Format the lines of the material below as a Markdown table with columns "No." and "Line". Start at the line containing "of the snow-covered" and end at the line containing "column 273, row 200". Include both of those lines, number the rows in order, and omit blank lines.

→ **GIVEN INFORMATION**:
-- begin --

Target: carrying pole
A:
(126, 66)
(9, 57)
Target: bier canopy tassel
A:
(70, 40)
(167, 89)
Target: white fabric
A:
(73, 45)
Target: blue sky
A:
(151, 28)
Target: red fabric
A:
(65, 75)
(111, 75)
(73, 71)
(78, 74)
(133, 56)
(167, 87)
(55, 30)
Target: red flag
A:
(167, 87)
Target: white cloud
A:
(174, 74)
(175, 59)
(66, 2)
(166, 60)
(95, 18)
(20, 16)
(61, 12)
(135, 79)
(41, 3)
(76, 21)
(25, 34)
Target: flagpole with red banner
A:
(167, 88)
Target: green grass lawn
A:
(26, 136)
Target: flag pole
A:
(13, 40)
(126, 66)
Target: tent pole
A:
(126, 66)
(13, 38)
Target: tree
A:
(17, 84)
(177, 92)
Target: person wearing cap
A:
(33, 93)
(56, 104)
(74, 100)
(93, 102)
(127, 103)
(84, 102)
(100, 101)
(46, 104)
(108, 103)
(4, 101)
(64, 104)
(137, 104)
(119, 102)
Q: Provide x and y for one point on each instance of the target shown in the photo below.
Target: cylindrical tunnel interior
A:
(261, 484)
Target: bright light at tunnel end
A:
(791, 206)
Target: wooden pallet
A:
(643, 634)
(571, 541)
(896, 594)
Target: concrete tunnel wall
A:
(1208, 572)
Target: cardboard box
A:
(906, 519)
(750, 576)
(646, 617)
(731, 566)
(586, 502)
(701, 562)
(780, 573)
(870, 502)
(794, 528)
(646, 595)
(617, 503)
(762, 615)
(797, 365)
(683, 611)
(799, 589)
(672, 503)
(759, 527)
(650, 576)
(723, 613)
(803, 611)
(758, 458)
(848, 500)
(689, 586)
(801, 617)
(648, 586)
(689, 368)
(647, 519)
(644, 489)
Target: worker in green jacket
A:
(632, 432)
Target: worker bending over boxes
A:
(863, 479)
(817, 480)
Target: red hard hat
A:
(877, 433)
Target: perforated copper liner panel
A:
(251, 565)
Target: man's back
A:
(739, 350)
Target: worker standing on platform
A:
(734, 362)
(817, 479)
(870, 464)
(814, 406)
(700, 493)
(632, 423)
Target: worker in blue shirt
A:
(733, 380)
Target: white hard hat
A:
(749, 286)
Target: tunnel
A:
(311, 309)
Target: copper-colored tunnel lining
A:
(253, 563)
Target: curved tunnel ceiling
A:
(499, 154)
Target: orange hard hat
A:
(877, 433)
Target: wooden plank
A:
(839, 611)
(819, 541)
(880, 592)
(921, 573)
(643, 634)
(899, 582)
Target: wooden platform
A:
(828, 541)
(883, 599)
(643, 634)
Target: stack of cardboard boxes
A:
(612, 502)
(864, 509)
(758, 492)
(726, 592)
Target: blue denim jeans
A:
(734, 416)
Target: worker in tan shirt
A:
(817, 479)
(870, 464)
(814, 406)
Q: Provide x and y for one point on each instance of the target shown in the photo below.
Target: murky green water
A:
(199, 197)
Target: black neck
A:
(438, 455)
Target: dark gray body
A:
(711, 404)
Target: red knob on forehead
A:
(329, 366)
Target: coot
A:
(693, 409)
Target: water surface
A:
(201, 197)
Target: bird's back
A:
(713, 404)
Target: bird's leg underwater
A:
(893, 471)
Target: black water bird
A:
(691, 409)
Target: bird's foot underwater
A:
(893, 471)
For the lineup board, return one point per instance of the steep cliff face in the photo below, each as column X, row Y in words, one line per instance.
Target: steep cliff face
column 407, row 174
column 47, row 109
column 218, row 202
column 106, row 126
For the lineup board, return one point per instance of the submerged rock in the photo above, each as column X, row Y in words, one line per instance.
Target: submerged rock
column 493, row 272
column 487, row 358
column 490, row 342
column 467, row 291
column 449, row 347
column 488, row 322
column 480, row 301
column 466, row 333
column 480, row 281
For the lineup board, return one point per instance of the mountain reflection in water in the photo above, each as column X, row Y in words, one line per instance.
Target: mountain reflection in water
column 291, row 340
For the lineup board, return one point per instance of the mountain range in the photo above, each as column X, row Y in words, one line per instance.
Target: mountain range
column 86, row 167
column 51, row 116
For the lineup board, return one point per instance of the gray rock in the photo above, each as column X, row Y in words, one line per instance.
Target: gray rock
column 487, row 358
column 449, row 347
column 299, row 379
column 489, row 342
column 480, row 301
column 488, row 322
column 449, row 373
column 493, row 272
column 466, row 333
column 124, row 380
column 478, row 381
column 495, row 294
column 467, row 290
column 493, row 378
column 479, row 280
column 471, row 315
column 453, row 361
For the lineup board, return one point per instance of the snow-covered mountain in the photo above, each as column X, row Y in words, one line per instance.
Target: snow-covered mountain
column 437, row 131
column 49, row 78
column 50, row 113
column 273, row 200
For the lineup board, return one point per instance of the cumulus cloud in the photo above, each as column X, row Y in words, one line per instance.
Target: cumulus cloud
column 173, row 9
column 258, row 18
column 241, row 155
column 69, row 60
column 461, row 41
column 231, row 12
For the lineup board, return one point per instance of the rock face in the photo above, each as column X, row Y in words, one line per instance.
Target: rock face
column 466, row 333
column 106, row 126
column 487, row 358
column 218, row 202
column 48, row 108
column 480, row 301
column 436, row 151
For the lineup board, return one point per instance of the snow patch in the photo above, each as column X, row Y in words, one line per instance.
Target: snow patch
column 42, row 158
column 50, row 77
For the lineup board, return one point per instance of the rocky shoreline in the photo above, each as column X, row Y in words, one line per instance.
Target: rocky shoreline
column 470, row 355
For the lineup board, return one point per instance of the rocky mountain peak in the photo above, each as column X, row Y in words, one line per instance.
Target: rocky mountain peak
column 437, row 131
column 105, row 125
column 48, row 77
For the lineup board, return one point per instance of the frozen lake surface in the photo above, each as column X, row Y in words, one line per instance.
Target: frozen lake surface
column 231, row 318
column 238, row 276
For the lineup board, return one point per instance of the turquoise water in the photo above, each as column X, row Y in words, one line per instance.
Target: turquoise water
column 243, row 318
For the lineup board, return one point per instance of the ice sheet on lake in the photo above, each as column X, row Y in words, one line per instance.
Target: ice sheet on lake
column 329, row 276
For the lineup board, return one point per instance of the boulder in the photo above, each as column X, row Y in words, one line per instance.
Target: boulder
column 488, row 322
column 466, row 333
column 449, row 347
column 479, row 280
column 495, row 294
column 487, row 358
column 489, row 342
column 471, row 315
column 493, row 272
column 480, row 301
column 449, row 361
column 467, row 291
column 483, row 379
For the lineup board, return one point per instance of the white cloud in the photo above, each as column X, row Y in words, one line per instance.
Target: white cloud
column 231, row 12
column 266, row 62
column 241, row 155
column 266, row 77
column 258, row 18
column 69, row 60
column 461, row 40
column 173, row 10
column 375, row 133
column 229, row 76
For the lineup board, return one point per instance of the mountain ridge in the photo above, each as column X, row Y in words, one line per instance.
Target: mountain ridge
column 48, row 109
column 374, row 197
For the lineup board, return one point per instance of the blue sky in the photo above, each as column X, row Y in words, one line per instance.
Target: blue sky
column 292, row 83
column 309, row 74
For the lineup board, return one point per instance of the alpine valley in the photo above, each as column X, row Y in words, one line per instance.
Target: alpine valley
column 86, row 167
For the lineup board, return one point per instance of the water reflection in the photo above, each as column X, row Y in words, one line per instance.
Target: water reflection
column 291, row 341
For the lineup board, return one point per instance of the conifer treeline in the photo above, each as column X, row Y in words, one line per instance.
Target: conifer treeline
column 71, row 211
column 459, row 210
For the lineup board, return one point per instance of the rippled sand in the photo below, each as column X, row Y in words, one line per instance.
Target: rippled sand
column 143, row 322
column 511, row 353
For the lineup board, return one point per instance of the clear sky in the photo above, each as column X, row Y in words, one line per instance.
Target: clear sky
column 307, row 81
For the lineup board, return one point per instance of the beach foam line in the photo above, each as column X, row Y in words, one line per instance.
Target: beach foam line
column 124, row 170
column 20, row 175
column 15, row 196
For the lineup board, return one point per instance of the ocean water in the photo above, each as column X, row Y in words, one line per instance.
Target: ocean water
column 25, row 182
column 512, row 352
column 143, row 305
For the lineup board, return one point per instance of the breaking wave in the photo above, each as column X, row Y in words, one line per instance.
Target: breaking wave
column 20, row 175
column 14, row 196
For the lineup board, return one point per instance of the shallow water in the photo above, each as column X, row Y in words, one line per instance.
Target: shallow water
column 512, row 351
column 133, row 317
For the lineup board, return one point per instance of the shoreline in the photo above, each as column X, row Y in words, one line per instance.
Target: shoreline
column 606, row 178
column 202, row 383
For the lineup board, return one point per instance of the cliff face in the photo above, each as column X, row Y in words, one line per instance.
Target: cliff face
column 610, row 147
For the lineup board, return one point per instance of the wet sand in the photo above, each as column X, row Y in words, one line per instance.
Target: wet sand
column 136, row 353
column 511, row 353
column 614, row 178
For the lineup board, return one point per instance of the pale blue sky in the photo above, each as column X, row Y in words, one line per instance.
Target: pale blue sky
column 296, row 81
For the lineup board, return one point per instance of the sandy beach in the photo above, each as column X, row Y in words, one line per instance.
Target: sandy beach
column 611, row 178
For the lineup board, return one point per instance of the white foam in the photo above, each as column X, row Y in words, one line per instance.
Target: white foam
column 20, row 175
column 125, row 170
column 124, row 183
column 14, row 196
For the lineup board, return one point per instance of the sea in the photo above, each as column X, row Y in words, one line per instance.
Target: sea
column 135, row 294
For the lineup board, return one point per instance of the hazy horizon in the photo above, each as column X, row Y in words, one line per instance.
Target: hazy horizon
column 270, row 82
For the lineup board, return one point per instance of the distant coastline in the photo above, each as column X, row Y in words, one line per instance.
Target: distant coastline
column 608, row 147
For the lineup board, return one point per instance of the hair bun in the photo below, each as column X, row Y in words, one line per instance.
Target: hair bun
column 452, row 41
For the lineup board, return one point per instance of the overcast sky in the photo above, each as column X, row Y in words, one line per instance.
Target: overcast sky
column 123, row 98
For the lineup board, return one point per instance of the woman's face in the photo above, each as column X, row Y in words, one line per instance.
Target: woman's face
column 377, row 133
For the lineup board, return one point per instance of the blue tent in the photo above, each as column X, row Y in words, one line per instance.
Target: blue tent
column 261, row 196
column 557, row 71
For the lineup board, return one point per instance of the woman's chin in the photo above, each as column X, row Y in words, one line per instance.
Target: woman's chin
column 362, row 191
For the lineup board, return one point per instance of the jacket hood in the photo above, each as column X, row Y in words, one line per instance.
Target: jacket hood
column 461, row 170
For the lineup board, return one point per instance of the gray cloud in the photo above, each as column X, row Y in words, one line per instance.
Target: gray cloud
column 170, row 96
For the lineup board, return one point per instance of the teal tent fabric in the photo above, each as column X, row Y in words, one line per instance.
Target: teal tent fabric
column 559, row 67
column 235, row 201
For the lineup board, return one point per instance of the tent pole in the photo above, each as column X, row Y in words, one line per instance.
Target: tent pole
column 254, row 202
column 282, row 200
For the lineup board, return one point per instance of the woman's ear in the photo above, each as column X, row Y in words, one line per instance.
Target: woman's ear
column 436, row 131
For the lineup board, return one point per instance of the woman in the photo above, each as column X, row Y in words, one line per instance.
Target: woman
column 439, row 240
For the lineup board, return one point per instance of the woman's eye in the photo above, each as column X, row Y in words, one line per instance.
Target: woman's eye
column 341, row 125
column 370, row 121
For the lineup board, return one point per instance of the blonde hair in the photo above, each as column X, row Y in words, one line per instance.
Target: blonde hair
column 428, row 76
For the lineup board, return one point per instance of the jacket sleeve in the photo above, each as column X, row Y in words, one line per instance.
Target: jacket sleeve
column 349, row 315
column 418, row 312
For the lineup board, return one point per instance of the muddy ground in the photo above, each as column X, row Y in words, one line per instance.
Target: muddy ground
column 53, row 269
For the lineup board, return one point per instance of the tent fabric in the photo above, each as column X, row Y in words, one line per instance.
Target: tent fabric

-- end --

→ **RESULT OF THE EXERCISE**:
| No. | Line |
|---|---|
| 1 | For the lineup board, return one point per instance of the snow-covered mountain in the photo above, each as column X, row Y in words, one line per instance. |
| 2 | Target: snow-covered mountain |
| 3 | column 437, row 131 |
| 4 | column 49, row 78 |
| 5 | column 50, row 113 |
| 6 | column 273, row 200 |